Problems to work on -
[1] In the interview notes on The Treeline, why is the reindeer-hunting way of life of the Lapland nomads in Finmark disappearing? Answer in one to three sentences.
[2] Continue the interview notes on The Treeline from the last line shown, the one on NASA researchers counting beaver ponds.

Quoted passage -
The Treeline With Author Ben Rawlence

Interview Time Stamps:

5:00 – Radical hope and clear eyed awareness. Two degrees means awful things, but also opportunity  to reconsider  our destructive ways, and embrace our roles as guardians of nature…. to re- entangle with nature.

8:12  minute mark –  New  ways of looking and seeing –  some ancient and some modern with  huge datasets  re  future impacts. Biochemical research on trees, we have characterized so few.

9:15 see forest as a garden and laboratory, change in perspective, “timber is the least valuable thing in the forest.”

Travel writing, Adventures with Characters.

Seven Chapters, Seven Species, Seven Stops Around the World in the Boreal

10:15 Wales – The Yew Tree – Tree in Ben’s back yard. Simple questions: Why is that tree in that place?
How long has it been here?
Ice Age, reminders of the patterns vegetation on earth and time scale of 2000 or 8000 years. Long time scales.

13:43 Scotland – story here is deforestation. Treeless landscape.  Aventure to find small patch of old pines.

15:34 Norway – Finmark, top of Europe. Different story  of “afforestation.” Birch used to be in the valleys, now it is zooming up into the tundra. Lapland nomads way of life hunting reindeer disappearing as trees move in — taking over grassland, lichen, and trapping snow to produce soil.

18:21 Russia – immense forest, half of the boreal forest is in Siberia. Most northernly forest in the world. Larch is frozen 260 days a year. Prevents injury to itself in the freezing process by freezing solid like glass. Here trees are not moving at all. Temperatures moved from -60 to -40. But population of the forest is moving in – birds, rodents. Can see the complex shift in nature. 

21:00 Alaska –  Spruce trees are galloping north. Species that live off the trees, the beaver is “paving the way for trees.”

22.59 Beavers are accelerating the warming of the landscape by 60% of the  existing surface  change. NASA satellite researchers counting beaver ponds in aerial views.

Record excerpts -
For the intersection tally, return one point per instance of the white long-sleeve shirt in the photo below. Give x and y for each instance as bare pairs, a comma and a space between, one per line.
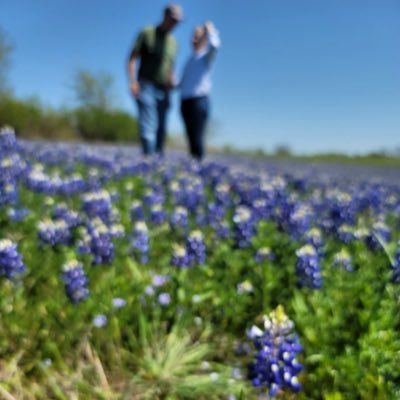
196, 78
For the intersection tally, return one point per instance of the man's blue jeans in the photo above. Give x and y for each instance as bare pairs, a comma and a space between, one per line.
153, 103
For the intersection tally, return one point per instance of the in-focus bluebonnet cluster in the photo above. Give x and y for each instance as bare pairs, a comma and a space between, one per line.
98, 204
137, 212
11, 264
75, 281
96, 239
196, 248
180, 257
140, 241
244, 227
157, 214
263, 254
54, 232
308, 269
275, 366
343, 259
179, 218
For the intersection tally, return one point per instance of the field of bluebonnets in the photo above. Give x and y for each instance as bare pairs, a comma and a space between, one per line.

==

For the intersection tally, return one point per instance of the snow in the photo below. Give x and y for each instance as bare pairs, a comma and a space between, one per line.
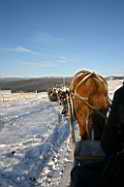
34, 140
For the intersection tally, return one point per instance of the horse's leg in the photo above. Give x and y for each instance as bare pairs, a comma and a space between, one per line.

Expected responses -
[1] Birch that used to grow in the valleys is now moving up into the tundra. As the trees move in, they take over the grassland and lichen and trap snow that produces soil, so the nomads' reindeer-hunting way of life is disappearing.

[2]
24:56  Alaska: Book “Make Prayers to the Raven” , book is a testament to the Coyacon. Helped Ben to come to terms with a changing climate,  helped him to see “not to  despair, the answer is to look closer — that we need to be more  finely  attuned  to our ecosystems —  to be a part of  it all  —  to pay  attention. “

27:55 Greenland: here there is no  source of seed. The irony is that once upon a time was covered in trees and why  the Vikings called it Greenland. But the Vikings cut all the trees down, and since the Ice Age there have been no trees. By bringing seeds to Greenland, we are like Noah with his Arc, we have substantial influence on what happens. This could be a refuge for the Boreal  forest  – a  cooler  climate, if we can  bend the climate crisis curve. 30:52 Diana Beresford-Kroeger is a foundational part of the book. I spent 3 days at her feet learning about that she has written and learned over her years. Diana send Ben  to Poplar River, called  Asatiwisipe Aki by the First Nation, their traditional land has been designated as a protected area with the support of the Manitoba government. It is one of the last remaining pristine river areas in the world, particularly in southern Canada. The river is very clean, with little or no man-made pollutants in the watershed. The Poplar River is designated as a UNESCO Heritage Site.

32:43 Churchill: Beluga Whales. This is cited in Diana’s work, that iron in decomposing leaves, gets to the phytoplankton of the krill that the whales eat. In a way Beluga Whales can taste the trees in the water. 

Summary: 1) Must be clear eyed about the present – 2 degrees increase in temperature is a fact- accept that  the status quo is not possible, that there will be awful changes and we need to act 2) opportunity to reconsider our destructive practices  — opportunity to reintangle with nature – embrace our role as guardians, develop new ways of seeing the world. Future impact will involve  ancient ways, and modern in big data sets, biochemical research on trees — we have characterized so few. We need to see our forests as gardens and laboratories, and change our perspective: timber is the least valuable thing in the forest.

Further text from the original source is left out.